EXTRACTED DATA:
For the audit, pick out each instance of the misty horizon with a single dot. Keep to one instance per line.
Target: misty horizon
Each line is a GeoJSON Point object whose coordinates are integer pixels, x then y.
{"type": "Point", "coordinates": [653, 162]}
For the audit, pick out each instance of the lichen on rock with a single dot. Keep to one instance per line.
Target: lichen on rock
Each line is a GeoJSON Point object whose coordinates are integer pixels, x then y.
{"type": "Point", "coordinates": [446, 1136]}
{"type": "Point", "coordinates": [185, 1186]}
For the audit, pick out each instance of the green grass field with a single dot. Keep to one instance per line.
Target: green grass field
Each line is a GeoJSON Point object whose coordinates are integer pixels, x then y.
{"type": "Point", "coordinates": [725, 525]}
==
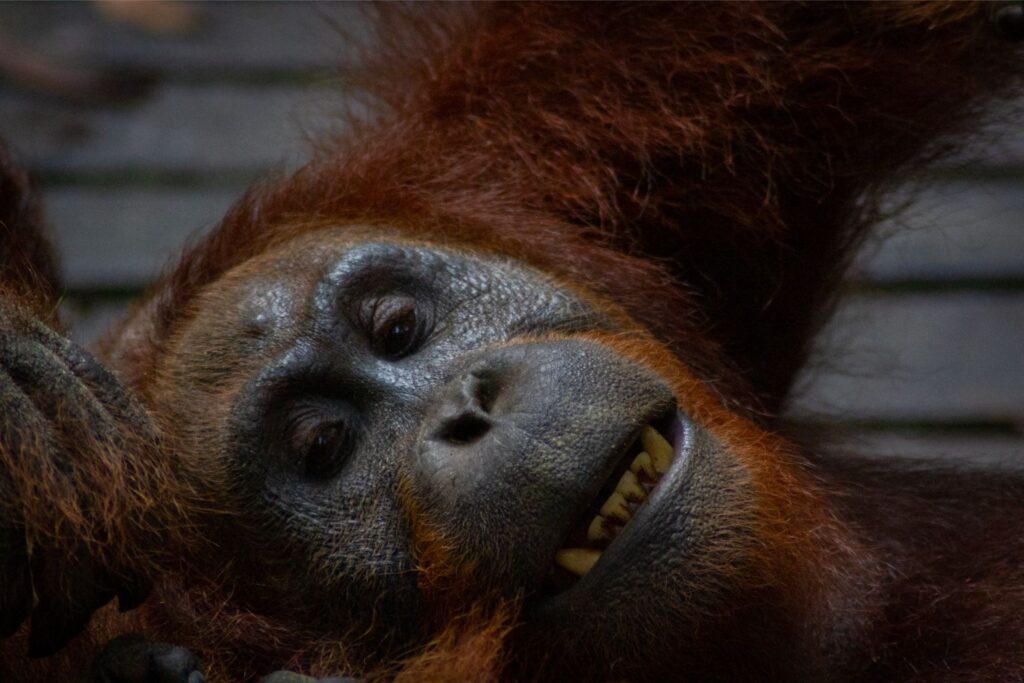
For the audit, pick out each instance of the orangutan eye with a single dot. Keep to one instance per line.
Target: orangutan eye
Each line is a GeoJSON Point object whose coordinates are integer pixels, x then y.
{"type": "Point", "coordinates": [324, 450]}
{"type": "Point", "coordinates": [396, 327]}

EXERCISE DETAILS: Every line holding the string "single" should be copied here, so please find those lines in the data.

RESULT OF THE EXERCISE:
For the audit, pick out each instance of the misty horizon with a single dot. Keep to one instance per line.
For the audit, pick out each instance of the lichen on rock with a single dot. Keep to one instance per line.
For the audit, pick out each instance of the green grass field with a single dot. Keep to one instance per line.
For the audit, pick out each instance of the orangutan eye with a single dot. Keep to one instance per line.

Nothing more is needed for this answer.